┌─ PASSAGE FOR REVIEW

There are four general groups of root causes, which include the oil composition, overheating of the tubes, operating factors, and the presence of excess unburnt or partially burnt particles leading to carburization. Oils that result in vanadium and sodium depositions in the most corrosive ratios (Na:V ratio of 0.1:1) can be particularly aggressive.
Overheating can be related to poor initial choice of tube material for the operating conditions, the presence of extra gas touch length, steam side oxide growth/buildup that forms during operations and insulates the tube metal from the cooling effects of the steam, high temperature laning, tube misalignment, change of fuel, and rapid startups causing the reheater to reach temperature before full flow is established.
Operation factors include operating with high levels of excess oxygen and/or periods of very low excess oxygen, and poor sootblowing practices.
A thorough visual and/or tactile examination can identify areas with significant fireside corrosion damage. However, where only minor attack has occurred the damage may go undetected. The amount of damage can be quantified with ultrasonic thickness testing. This data is valuable in determining not only the remaining wall thickness but also for establishing corrosion rates and setting reinspection intervals or scheduling replacements.
A metallurgical assessment should be performed to ensure the damage mechanism is fireside corrosion. Fireside corrosion can be superficially similar to long-term overheating. The primary indicator that fireside corrosion is occurring is the presence of low melting point vanadium and vanadium-sodium compounds in the deposits.

└─

(REQUIRED WORK):
(1) According to the fireside corrosion passage, what is the primary indicator that fireside corrosion is occurring?
(2) Please carry on the fireside corrosion passage, starting after its final sentence.
The lines after this point are unrelated to the fireside corrosion passage.

┌─ RECORD EXCERPTS

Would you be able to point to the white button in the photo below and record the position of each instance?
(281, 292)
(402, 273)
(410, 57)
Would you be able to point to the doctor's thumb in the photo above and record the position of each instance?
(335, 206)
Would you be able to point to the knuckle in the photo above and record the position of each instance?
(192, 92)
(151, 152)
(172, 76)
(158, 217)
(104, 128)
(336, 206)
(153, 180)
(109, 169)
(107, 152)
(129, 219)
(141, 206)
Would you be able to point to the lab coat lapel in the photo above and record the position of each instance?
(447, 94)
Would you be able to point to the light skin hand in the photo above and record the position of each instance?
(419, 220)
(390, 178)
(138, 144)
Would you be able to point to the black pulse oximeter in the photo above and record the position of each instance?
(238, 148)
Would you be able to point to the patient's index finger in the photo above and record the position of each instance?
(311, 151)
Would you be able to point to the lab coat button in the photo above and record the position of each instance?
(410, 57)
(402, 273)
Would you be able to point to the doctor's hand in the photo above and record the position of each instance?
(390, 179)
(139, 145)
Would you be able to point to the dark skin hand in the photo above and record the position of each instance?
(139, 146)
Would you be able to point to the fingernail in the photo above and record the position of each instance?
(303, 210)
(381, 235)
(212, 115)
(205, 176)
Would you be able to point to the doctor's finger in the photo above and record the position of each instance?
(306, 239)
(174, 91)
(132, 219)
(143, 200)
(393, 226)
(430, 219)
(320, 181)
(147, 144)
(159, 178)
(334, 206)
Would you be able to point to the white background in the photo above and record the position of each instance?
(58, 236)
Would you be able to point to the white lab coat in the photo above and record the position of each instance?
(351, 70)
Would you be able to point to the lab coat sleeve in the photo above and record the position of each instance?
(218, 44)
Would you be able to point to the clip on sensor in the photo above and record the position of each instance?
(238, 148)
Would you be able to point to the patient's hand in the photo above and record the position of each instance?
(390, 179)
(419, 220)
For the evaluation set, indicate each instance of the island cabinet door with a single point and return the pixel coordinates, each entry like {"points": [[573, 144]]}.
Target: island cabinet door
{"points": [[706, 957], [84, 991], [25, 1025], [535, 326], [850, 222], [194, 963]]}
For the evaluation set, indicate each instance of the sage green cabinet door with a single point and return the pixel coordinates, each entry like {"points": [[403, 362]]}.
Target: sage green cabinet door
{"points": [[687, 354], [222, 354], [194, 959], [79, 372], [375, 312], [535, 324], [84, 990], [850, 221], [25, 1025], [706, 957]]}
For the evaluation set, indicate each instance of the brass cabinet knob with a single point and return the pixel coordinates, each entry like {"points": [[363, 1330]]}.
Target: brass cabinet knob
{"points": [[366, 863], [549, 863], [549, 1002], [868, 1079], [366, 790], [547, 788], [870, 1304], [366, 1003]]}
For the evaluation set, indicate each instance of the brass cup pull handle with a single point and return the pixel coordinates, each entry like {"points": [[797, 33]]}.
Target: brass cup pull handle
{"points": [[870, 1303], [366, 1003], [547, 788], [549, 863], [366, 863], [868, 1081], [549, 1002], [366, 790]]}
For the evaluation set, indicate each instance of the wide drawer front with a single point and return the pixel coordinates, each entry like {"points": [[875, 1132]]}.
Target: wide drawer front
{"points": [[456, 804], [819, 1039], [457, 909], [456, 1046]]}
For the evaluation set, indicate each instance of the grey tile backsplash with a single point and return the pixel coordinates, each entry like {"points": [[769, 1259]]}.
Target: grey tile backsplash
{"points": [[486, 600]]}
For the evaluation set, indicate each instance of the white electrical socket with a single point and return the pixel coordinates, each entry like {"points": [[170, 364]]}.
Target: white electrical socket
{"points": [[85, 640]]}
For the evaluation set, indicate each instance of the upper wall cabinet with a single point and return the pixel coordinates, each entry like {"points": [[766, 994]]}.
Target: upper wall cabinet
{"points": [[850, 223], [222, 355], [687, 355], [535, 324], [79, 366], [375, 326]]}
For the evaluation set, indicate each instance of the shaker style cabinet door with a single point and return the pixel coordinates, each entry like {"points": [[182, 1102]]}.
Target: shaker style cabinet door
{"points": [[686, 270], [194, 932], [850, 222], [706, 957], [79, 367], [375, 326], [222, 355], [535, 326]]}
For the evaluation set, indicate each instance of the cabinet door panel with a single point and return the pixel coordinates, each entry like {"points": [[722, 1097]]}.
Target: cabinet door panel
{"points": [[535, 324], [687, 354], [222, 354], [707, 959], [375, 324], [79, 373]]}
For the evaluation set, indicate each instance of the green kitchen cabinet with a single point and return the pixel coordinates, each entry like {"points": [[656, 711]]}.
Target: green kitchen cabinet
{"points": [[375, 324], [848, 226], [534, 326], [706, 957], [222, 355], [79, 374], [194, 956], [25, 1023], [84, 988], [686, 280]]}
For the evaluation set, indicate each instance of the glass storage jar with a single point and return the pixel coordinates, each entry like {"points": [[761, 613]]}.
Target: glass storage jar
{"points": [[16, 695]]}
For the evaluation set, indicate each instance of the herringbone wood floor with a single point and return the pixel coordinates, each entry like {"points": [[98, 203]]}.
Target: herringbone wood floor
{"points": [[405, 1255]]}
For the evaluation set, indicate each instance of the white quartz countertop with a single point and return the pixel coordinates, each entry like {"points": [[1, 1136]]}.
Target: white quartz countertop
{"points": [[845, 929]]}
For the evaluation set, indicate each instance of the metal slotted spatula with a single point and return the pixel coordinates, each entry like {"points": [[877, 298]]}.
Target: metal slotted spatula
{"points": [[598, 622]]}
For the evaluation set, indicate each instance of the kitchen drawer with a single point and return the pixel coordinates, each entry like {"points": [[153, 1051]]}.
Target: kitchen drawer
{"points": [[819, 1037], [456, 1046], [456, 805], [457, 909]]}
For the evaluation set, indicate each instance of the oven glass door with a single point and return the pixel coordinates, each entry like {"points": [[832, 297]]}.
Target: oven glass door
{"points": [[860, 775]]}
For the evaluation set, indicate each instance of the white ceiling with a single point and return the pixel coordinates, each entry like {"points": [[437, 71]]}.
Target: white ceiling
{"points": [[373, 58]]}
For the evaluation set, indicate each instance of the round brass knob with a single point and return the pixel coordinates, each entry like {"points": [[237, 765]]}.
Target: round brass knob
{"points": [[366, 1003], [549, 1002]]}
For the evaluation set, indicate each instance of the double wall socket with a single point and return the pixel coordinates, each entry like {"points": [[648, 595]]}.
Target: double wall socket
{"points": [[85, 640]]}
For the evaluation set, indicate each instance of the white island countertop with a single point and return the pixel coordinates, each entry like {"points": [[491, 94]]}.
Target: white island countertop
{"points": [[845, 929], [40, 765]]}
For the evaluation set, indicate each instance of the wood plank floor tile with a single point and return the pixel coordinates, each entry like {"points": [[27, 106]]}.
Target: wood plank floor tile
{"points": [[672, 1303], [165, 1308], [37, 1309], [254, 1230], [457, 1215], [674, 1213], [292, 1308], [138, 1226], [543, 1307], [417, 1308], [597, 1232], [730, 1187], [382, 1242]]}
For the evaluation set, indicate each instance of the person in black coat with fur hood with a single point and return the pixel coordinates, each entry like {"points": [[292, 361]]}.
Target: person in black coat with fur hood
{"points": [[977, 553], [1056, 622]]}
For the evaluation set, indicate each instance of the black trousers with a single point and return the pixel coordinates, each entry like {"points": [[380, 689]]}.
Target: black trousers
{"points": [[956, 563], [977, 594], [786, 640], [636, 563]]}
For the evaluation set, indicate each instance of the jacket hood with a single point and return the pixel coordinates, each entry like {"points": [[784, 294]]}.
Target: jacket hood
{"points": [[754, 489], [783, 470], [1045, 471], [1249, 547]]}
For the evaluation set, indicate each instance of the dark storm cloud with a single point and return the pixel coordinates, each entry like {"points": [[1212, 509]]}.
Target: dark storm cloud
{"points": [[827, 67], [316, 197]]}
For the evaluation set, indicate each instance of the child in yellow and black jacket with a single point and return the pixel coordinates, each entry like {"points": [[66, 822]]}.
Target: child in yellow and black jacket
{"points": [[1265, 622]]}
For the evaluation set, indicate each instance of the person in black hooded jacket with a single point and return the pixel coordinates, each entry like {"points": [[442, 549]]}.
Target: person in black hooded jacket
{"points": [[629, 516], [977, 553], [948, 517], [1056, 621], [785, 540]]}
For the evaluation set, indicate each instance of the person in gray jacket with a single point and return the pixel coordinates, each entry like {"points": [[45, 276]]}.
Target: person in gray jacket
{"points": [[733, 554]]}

└─

(PER-TASK ANSWERS):
(1) The presence of low melting point vanadium and vanadium-sodium compounds in the deposits.

(2)
Understanding how to minimize the wastage rate and the use of remaining life assessments are key to economically handling fireside corrosion. Remaining life assessments should include periodic inspection and monitoring of problem areas. There are a number of steps that can be used to mitigate the wastage rate. These include the use of shields, weld overlays, and coatings; using more corrosion resistant tube materials, either monolithic or co-extruded; using less aggressive fuel and monitoring any fuel changes for increase in vanadium and sodium contents; limiting tube metal and/or steam temperatures; redistributing of steam flow; removing steam side oxide through chemical cleaning; fixing misaligned tubes; ensure proper sootblowing; lowering excess air; and the use of magnesium-based additives. Some of these corrective action steps are quite significant and should only be implemented after a root cause has been identified and a thorough analysis of how they will affect the overall system is well understood.
It is important to note that vanadium-containing dust is toxic and proper precautions must be used when inspecting, repairing, or moving/handling tubes covered in these deposits.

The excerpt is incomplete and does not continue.